**TASK INSTRUCTIONS:**
Give back every line of the material below that has the string "midrib".

--- RECORDS FOR PROCESSING Enclosed Below ---

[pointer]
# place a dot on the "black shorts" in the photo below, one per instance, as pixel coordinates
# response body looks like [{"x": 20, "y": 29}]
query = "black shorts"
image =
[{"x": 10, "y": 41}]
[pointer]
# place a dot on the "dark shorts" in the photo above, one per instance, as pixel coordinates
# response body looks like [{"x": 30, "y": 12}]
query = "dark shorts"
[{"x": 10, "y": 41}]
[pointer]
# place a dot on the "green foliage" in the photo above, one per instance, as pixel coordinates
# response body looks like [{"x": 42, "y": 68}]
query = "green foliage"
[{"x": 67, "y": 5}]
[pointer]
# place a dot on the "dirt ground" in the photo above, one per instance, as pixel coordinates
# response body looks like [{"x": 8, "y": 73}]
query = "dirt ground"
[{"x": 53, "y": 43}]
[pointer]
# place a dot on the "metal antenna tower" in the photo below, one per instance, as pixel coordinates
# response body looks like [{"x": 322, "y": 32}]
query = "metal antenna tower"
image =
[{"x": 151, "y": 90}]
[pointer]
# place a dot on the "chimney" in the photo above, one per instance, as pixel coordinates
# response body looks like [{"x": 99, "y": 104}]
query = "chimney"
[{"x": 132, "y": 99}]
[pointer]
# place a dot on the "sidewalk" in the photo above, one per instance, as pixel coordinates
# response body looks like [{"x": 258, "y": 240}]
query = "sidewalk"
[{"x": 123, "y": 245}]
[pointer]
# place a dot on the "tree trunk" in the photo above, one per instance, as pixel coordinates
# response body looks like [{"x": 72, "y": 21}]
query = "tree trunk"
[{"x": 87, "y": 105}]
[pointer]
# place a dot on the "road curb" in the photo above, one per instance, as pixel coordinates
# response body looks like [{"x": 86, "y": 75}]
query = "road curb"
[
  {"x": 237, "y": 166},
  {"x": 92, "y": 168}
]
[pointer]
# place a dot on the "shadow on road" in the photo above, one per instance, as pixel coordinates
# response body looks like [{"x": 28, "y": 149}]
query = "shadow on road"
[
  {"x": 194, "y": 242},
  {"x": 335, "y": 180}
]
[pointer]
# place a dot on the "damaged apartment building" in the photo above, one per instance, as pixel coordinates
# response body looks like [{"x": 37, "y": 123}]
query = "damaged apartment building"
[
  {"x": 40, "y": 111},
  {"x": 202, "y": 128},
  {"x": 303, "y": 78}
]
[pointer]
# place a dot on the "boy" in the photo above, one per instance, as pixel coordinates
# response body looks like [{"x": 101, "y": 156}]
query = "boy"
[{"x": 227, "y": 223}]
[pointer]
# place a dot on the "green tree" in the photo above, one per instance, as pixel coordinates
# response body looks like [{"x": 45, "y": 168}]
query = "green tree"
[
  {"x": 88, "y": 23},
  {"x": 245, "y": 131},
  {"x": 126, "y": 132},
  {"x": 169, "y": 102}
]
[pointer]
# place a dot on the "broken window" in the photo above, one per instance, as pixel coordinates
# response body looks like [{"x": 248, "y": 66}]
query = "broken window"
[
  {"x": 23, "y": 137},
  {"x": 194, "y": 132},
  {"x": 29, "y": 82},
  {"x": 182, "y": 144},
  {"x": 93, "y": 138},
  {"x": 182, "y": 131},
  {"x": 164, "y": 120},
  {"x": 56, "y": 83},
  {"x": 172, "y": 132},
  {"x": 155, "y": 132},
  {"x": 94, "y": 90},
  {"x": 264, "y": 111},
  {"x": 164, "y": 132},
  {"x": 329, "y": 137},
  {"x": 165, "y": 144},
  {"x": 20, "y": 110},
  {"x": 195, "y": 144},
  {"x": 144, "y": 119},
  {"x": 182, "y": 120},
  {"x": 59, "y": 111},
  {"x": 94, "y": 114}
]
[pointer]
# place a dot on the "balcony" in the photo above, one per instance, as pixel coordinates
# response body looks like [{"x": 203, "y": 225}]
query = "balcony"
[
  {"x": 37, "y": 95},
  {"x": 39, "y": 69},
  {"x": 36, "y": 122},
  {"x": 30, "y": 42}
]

--- End of Enclosed RECORDS FOR PROCESSING ---
--- RECORDS FOR PROCESSING Enclosed Below ---

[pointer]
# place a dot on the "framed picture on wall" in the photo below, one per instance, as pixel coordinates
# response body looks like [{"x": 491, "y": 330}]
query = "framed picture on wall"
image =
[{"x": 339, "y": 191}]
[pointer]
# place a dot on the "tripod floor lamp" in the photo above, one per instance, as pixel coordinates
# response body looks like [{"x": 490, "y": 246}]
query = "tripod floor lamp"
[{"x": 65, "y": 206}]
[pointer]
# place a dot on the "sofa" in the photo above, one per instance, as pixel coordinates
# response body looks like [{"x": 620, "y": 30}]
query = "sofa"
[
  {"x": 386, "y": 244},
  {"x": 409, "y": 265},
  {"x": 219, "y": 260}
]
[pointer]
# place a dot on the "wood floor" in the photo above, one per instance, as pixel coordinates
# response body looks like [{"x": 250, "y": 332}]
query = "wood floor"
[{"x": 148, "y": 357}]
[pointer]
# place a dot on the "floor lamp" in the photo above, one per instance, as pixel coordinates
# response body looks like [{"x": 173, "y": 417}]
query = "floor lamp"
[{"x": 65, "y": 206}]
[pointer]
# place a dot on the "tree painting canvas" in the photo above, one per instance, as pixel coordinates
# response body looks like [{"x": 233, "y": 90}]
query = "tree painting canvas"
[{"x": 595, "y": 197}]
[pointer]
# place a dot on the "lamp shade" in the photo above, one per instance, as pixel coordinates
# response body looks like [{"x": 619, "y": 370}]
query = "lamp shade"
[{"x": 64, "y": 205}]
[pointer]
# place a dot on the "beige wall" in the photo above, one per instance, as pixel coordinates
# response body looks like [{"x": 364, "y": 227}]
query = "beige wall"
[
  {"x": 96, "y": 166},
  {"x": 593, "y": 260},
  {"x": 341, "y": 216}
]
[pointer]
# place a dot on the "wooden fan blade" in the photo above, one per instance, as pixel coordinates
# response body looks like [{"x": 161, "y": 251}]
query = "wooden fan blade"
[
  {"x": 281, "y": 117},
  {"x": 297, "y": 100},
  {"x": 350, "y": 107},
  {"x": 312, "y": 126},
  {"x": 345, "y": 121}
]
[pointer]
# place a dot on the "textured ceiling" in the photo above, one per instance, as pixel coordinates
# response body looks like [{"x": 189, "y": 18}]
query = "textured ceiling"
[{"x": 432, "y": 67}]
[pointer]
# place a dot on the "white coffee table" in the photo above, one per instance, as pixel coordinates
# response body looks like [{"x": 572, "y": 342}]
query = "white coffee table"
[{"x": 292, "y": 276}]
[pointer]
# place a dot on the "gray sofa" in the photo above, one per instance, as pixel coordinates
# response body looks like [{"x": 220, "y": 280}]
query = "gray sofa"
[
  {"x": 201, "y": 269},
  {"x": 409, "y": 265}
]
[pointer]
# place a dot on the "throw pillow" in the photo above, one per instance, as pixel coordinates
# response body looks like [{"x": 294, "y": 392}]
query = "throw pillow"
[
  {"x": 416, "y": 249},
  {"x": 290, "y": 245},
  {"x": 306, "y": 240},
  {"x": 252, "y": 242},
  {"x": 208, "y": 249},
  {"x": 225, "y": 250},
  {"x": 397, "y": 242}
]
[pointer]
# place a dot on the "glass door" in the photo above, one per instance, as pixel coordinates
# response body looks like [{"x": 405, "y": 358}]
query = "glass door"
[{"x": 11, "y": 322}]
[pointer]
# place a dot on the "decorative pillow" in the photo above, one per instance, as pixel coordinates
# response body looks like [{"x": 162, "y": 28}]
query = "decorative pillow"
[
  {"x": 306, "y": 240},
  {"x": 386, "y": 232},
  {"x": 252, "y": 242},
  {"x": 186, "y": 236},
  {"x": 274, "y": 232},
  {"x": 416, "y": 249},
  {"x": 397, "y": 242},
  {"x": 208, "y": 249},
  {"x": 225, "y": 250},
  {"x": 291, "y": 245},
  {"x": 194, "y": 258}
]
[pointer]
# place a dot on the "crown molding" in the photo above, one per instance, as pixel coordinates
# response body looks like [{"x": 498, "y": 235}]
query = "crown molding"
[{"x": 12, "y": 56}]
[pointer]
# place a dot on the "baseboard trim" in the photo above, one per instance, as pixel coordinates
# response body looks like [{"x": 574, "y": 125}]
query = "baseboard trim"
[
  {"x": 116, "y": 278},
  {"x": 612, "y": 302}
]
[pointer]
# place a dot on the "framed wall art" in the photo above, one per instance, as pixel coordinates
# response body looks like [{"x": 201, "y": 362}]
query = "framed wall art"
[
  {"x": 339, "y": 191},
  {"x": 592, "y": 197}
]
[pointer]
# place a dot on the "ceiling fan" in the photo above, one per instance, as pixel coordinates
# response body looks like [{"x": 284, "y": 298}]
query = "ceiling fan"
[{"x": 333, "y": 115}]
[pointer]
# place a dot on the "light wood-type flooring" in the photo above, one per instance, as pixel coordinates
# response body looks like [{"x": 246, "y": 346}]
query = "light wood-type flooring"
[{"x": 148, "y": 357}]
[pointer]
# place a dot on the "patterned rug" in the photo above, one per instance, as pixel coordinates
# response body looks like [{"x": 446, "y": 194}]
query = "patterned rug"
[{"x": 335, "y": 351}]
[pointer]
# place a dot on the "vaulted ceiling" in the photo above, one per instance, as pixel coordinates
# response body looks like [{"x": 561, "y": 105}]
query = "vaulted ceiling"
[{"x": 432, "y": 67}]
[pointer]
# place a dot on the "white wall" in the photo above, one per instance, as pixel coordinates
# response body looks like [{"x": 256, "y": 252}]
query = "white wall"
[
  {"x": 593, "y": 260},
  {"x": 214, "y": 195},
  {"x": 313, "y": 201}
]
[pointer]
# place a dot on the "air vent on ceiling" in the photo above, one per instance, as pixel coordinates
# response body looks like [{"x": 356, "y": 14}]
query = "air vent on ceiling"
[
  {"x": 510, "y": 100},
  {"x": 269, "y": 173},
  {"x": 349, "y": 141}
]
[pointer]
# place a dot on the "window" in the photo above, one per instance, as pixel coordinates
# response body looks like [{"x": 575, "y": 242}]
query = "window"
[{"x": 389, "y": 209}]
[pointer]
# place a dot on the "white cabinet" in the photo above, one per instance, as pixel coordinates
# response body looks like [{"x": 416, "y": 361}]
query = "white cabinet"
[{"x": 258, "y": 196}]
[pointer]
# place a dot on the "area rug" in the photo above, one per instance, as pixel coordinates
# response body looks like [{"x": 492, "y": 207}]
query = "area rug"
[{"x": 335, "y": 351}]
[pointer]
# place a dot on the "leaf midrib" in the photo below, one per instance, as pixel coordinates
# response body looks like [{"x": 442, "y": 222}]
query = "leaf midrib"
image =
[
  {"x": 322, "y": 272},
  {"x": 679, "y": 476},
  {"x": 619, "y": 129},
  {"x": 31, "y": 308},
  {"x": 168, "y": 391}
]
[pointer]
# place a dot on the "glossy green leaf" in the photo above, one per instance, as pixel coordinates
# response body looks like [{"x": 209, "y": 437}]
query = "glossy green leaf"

--- End of Enclosed RECORDS FOR PROCESSING ---

**ANSWER SECTION:**
# place a dot on the "leaf midrib" in the photo below, one per instance, as pixel coordinates
query = "leaf midrib"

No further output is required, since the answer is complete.